- Aim of the exercise
Pictures within the data are to be left out; everything else must be reproduced exactly.
-- Begin --
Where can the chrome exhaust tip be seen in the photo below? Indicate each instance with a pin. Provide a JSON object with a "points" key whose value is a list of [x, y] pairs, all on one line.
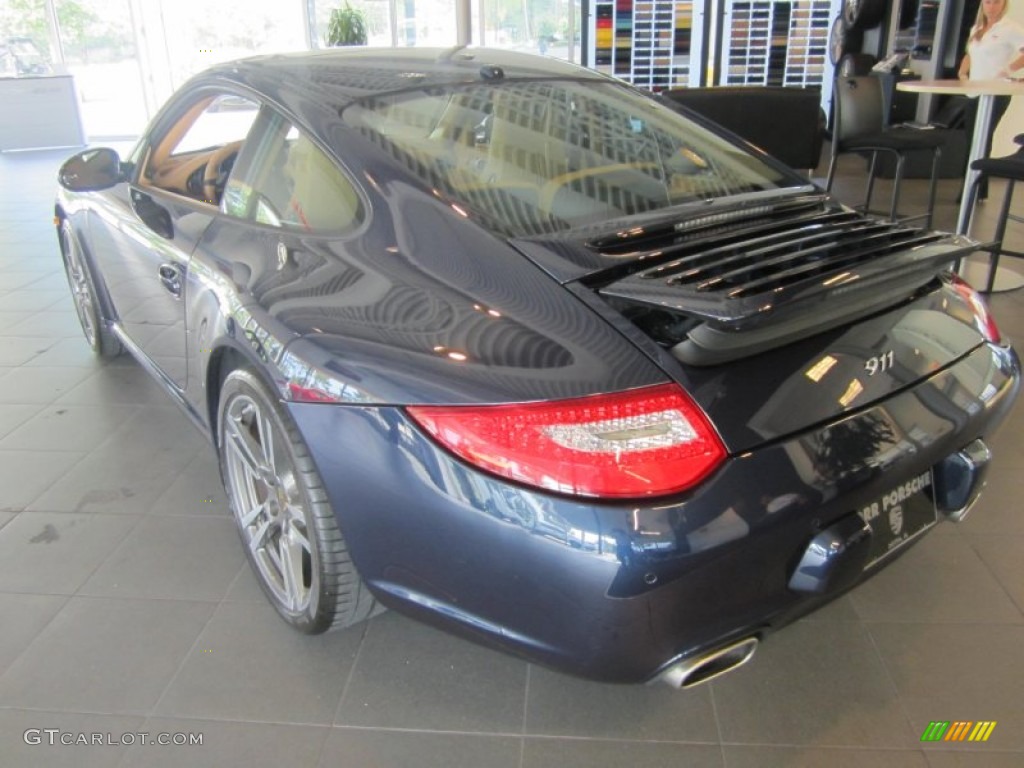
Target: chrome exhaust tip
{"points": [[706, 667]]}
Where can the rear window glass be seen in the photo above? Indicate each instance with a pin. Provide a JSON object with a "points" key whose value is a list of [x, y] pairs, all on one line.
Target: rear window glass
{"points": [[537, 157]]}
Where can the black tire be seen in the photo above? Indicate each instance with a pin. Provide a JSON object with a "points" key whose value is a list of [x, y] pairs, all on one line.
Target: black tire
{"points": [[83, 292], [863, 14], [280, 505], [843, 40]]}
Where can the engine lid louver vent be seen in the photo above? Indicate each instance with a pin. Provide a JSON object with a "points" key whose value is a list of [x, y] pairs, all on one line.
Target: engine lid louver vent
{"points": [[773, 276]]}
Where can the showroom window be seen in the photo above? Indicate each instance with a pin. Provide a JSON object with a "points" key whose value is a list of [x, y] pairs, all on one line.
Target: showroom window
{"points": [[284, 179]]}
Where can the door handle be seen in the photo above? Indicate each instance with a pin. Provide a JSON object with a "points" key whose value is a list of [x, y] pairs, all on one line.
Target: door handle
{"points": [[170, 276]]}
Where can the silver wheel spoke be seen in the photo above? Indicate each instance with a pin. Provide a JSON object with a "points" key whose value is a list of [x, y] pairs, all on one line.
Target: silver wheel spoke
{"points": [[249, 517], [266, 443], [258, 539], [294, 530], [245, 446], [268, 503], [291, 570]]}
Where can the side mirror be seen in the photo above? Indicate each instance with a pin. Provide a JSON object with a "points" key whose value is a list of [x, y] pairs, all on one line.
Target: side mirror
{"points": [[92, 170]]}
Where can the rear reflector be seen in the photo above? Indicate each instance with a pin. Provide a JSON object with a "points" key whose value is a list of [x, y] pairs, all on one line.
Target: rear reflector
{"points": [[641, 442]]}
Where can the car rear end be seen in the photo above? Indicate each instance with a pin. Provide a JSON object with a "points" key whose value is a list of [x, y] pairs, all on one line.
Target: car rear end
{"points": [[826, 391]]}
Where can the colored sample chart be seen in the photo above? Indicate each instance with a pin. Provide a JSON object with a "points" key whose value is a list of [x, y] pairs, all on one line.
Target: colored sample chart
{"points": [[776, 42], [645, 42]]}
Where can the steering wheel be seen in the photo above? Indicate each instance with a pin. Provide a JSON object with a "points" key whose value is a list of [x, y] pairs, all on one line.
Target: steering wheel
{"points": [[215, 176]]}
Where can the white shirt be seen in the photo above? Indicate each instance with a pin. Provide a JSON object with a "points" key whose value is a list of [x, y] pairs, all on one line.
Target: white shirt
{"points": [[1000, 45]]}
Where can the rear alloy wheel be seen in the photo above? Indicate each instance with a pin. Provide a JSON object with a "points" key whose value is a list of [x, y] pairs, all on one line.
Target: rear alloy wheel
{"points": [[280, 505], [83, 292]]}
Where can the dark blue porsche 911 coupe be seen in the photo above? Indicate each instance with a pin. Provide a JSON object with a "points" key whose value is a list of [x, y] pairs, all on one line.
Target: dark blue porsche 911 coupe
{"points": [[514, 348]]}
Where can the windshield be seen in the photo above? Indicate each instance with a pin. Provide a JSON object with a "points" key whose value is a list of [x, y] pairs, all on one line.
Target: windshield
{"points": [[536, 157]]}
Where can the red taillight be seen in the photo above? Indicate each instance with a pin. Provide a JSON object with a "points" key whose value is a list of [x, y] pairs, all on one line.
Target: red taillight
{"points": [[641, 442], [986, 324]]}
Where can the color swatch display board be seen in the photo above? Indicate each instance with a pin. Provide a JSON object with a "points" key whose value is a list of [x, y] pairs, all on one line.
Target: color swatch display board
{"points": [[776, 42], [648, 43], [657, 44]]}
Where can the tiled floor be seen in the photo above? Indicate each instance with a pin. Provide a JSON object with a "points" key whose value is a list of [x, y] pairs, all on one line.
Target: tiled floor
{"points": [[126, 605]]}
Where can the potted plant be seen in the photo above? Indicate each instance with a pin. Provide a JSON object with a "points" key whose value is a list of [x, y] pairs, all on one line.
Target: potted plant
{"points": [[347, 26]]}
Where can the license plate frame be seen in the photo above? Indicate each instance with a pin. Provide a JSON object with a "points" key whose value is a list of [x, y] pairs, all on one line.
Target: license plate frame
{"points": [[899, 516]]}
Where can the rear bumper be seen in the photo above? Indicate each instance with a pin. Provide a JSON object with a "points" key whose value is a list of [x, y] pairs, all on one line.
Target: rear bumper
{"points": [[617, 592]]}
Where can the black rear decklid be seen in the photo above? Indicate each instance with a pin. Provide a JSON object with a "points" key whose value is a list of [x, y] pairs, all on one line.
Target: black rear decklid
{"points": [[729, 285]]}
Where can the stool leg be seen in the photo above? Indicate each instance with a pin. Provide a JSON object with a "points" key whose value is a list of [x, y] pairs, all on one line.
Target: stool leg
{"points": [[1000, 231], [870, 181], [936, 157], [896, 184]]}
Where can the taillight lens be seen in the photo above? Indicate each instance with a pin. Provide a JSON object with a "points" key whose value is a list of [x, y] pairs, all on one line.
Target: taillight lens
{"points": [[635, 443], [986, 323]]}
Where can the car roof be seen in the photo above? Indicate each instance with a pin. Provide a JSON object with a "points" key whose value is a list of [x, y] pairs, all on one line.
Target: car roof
-- End --
- The answer
Where can the chrome exhaust tip be seen in the photo below? Indicate each instance with a pin. Provide a JSON object with a "points" key whose value is a list of [x, y] pairs, all on one line.
Target: chrome exhaust tip
{"points": [[706, 667]]}
Where can the rear window glass be seen in the photo above? Indicate each instance with a pin. Provide a JSON object with a "points" key whose value is a list of [x, y] pairs, all on one line.
Target: rear window glass
{"points": [[537, 157]]}
Where can the black tire be seen in the photo above? Indicate each instance with a pin. Provide a JSON object with a "points" key whose value is a list of [x, y] pairs, all on one line.
Target: black tire
{"points": [[83, 292], [863, 14], [280, 505], [843, 40]]}
Where can the engine lid louver vent be seen in the photo above? Indicate each instance with a pin. Provide a JSON object with a "points" key whose value is a list of [x, y] pairs, all on one line.
Target: engine lid louver vent
{"points": [[773, 276]]}
Where can the showroom window be seen in the photo above? Indicate each instance with a pin. Provide a JSON object with a "points" key whose value is a list of [x, y] pairs, all on one line.
Target: showroom window
{"points": [[284, 179]]}
Where can the door handle be seen in the photo above? Indicate each instance with a pin. Provide a JSON object with a "points" key whose value is a list of [x, y] pairs, all on one line.
Target: door handle
{"points": [[170, 276]]}
Where can the silver wheel spoke be seen in the photo above? Indicate each instance with a pin. Provide a JSON object with a "points" key whose value is a list of [x, y] pairs, all on one line.
Target: silver wheel spoke
{"points": [[249, 517], [266, 443], [258, 539], [294, 530], [245, 446], [268, 503], [291, 570]]}
Where can the side mirror be seen in the photo above? Indicate each instance with a pin. Provide a JSON object with a "points" key whose value is a list of [x, y] pairs, all on one line.
Target: side mirror
{"points": [[92, 170]]}
Where can the rear reflector be seen in the photo above? Indicate each instance with a pin. Provide a JSON object with a "points" key whose value is a list of [x, y] pairs, all on one line.
Target: rear reflector
{"points": [[641, 442]]}
Where can the car rear end be seen in the photo above? Indicate each instance with a pin. Provide a JSON object with a "points" key whose value is a list of [x, y] pairs, all on one line.
Target: car rear end
{"points": [[826, 391]]}
Where can the colored sample chart be seen in the photo above? Indicate each instance with a pin. Provide a JSON object with a "points" key whose value is a list of [x, y] pairs, all on one line.
Target: colored sample chart
{"points": [[776, 42], [645, 42]]}
Where can the steering wheel be seen in the photo above? Indicate each instance with a pin. Provide a JSON object with a "points" key whose value is a list of [x, y] pairs, all on one line.
Target: steering wheel
{"points": [[215, 176]]}
Where can the white shirt be seen in the photo above? Indicate each instance with a pin. Provide a JSON object with a "points" key whose value is a list of [x, y] pairs, all on one line.
Target: white shirt
{"points": [[1000, 45]]}
Where can the rear alloy wheel be seen in the photo above? Indicate each instance with a pin. Provide a JSON object with a "points" key whose value is a list of [x, y] pairs, all on one line.
Target: rear alloy wheel
{"points": [[280, 505], [83, 292]]}
Where can the dark blue porsche 911 coupe be seen in the photo above? Indicate each instance with a pin. Provide a JSON object with a "points" key whose value is a list of [x, y] pairs, all on one line.
Target: dark blue porsche 911 coupe
{"points": [[514, 348]]}
Where can the windshield be seen in the photo above? Indicate each instance with a pin. Provide a JSON object with a "points" key whose value is a list of [x, y] pairs, all on one line.
Target: windshield
{"points": [[536, 157]]}
Where can the red taillight be seen in the photo above? Indicate each instance with a pin. Provide a JSON object with a "points" key whose value is a list of [x, y] pairs, all on one line.
Target: red taillight
{"points": [[641, 442], [986, 324]]}
Where can the color swatch display board be seen in the photo above? Indicate each instance with a pin. Provide a JSON object with a "points" key whose value is a list of [x, y] pairs, all on one line.
Target: color swatch display board
{"points": [[776, 42], [648, 43], [657, 44]]}
Where can the tiled floor be seen in the photo above? Indicate each instance with a pin. Provide a JSON object with a "points" key whose value is a list of [x, y] pairs, all on one line.
Target: tiled floor
{"points": [[126, 605]]}
Where can the potted plant be seen in the photo above? Indicate each instance with a pin. Provide a JSON object with a "points" key whose value is a list of [x, y] pairs, all on one line.
Target: potted plant
{"points": [[347, 26]]}
Where can the license plate frame be seen in the photo above? Indicate each instance with a pin. Provide a JSON object with a "points" key whose value is a list of [x, y] pairs, all on one line.
Target: license plate frame
{"points": [[899, 516]]}
Where can the rear bumper be seen in the photo above? Indicate each instance with a pin. Provide a JSON object with a "points" key whose value is a list of [x, y] pairs, all on one line.
Target: rear bumper
{"points": [[617, 592]]}
Where can the black rear decklid be seen in the photo above? Indicate each instance with a pin. Provide a JSON object with a "points" key whose value is a list of [x, y] pairs, all on one line.
Target: black rear decklid
{"points": [[729, 285]]}
Where can the stool leg be seen in the photo above? Indicate each instance with a pin. Provide a JSON object with a "points" key whose value is a list of [x, y] pairs, all on one line.
Target: stool leg
{"points": [[1000, 231], [870, 181], [936, 157], [896, 184]]}
Where can the taillight lens be seen in the photo above? Indicate each instance with a pin. Provide a JSON object with a "points" key whose value is a list of [x, y] pairs, all on one line.
Target: taillight lens
{"points": [[635, 443], [986, 323]]}
Where can the car roof be seen in the photo above? Indicate each instance with a pin. Provide a JSON object with a "points" key whose value is a list of [x, y] pairs, all on one line.
Target: car roof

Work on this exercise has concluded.